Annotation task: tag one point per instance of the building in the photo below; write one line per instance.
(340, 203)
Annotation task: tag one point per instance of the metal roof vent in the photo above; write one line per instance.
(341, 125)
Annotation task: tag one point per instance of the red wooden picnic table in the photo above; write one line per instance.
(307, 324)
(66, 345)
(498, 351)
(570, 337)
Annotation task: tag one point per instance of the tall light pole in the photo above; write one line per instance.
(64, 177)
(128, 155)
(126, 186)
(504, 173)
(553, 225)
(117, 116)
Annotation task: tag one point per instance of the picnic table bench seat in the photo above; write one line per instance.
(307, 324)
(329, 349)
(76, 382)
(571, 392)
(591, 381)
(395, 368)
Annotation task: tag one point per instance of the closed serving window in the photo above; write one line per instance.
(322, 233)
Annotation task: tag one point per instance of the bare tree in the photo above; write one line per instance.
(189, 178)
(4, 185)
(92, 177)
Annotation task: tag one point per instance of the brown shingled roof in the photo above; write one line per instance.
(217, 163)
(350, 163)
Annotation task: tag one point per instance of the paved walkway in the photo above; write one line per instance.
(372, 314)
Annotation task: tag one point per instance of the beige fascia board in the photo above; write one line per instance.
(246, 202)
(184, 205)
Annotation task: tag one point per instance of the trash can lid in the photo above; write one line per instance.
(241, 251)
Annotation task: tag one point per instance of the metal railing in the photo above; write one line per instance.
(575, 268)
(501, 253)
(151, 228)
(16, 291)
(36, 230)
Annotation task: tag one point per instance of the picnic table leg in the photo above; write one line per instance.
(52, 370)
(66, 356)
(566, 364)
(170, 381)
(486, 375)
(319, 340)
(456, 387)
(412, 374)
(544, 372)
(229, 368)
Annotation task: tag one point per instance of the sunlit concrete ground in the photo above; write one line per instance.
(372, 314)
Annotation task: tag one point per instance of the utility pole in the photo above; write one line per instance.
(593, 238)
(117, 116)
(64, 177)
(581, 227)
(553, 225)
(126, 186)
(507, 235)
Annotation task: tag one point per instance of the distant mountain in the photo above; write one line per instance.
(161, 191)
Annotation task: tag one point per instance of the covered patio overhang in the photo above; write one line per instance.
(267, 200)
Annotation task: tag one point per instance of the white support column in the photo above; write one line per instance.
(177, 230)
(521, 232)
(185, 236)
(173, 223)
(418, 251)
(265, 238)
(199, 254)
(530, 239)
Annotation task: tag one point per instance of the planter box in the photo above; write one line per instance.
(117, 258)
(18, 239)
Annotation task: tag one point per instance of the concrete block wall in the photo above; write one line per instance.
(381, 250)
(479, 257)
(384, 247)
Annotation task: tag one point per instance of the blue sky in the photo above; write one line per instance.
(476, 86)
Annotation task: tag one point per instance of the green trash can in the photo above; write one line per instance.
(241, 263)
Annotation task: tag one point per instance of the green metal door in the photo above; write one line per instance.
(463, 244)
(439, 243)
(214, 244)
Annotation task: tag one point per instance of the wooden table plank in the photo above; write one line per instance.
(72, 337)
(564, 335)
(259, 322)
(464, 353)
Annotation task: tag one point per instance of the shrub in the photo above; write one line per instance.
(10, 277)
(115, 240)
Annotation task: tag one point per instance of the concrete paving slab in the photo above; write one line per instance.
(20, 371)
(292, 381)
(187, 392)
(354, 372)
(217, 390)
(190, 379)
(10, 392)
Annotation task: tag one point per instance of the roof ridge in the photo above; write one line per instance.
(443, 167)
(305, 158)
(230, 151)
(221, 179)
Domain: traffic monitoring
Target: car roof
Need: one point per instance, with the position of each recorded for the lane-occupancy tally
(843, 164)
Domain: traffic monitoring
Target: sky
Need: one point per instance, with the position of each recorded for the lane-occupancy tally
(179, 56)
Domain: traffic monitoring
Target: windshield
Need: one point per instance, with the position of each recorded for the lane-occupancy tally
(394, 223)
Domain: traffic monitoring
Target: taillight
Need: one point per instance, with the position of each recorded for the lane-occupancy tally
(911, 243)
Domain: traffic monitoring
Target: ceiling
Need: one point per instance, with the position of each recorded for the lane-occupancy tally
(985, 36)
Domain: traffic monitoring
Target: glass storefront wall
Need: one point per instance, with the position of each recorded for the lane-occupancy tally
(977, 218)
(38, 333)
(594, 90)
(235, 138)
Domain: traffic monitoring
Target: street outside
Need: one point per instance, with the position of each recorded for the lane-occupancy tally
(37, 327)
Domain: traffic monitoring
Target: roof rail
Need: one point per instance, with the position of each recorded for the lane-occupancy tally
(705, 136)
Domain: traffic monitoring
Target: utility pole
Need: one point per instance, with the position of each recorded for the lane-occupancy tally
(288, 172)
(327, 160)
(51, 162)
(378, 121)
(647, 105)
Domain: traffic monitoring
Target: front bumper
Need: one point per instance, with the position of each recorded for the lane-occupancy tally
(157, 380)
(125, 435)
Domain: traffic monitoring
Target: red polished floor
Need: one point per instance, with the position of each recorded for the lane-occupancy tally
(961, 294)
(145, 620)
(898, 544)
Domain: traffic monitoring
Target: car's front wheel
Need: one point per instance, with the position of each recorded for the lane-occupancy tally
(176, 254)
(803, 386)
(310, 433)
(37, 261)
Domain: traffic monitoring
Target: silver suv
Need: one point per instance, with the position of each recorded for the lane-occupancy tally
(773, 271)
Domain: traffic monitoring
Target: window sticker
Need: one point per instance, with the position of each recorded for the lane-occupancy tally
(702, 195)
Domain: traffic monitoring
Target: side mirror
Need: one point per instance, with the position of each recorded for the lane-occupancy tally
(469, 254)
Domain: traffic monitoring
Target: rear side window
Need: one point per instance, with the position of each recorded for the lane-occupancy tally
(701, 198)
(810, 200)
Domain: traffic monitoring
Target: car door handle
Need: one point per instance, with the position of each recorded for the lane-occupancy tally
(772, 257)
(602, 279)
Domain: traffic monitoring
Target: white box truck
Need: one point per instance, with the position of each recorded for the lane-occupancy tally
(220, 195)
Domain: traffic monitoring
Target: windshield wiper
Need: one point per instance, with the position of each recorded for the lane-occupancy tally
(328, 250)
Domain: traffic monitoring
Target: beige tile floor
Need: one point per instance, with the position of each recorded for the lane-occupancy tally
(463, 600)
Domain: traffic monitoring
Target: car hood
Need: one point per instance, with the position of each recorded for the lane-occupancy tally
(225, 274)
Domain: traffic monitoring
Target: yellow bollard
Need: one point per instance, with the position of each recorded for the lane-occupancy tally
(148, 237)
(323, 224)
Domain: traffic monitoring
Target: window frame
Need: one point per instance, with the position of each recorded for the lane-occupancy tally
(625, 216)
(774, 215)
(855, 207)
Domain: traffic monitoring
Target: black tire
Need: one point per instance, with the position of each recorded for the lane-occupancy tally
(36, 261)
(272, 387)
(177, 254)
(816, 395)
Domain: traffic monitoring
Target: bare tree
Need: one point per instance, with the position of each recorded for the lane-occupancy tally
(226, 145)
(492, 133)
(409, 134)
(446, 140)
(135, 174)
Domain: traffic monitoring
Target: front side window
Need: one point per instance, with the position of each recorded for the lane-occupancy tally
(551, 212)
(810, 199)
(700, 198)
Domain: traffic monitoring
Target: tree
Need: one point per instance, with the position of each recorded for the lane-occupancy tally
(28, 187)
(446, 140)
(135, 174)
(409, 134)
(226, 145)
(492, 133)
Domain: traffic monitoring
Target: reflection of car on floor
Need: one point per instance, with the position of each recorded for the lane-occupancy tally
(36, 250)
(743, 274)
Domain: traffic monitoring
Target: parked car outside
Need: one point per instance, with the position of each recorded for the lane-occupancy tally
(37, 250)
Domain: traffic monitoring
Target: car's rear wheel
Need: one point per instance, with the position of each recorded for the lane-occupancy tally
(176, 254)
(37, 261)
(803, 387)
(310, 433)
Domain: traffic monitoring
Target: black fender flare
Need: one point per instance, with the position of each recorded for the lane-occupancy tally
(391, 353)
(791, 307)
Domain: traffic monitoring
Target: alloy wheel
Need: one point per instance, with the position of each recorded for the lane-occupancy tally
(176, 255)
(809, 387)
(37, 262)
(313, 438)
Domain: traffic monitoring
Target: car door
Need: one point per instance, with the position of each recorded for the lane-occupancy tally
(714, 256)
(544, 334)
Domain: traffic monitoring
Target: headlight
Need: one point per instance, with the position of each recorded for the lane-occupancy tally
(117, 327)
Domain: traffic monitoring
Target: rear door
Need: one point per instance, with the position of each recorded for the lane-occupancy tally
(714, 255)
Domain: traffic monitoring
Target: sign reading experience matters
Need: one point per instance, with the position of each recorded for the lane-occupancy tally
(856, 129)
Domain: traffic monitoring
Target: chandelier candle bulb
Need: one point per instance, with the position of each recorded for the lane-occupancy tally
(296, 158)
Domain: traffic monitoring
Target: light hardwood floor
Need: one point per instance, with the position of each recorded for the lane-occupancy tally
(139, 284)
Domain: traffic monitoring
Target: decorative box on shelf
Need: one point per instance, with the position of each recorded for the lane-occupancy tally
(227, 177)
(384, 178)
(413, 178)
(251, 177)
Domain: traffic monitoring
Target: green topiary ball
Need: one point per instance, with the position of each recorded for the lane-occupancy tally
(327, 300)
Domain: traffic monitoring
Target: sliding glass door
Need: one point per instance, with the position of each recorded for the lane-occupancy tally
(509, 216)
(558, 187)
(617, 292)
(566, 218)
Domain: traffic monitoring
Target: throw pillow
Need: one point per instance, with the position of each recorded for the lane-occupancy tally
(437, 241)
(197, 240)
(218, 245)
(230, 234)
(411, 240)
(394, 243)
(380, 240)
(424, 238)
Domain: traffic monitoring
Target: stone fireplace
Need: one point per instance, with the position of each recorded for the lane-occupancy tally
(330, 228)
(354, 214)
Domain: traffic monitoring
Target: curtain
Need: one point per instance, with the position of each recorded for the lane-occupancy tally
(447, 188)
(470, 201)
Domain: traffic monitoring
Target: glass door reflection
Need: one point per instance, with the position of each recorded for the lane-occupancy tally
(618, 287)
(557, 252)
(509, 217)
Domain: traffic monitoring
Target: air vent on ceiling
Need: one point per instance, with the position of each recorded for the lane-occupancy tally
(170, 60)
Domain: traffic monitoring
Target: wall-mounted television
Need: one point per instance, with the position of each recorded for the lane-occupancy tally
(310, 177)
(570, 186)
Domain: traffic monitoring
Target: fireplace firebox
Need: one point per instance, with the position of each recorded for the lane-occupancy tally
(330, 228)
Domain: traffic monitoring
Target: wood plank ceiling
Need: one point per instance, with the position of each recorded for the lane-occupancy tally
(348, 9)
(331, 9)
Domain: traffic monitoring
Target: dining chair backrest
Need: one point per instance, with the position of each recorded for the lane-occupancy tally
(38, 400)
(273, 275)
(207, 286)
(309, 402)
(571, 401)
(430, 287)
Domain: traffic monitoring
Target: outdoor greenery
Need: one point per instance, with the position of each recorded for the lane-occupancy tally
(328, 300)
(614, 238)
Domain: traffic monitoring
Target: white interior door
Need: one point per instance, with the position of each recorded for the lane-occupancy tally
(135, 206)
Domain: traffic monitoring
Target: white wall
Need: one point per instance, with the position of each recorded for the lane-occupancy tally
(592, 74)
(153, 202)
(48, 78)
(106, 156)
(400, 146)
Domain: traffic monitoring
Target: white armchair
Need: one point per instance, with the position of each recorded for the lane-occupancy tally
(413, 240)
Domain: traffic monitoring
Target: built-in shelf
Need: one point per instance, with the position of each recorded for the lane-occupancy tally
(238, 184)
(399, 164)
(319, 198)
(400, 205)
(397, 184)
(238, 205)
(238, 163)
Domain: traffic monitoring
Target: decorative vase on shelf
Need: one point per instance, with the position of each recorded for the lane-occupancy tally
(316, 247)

What you should do
Which lines of the listing above contain the string "floor"? Pull out each one, and treat uppercase and lowercase as different.

Written answer
Target: red polished floor
Target: beige tile floor
Target: reflection of car on floor
Target: light hardwood floor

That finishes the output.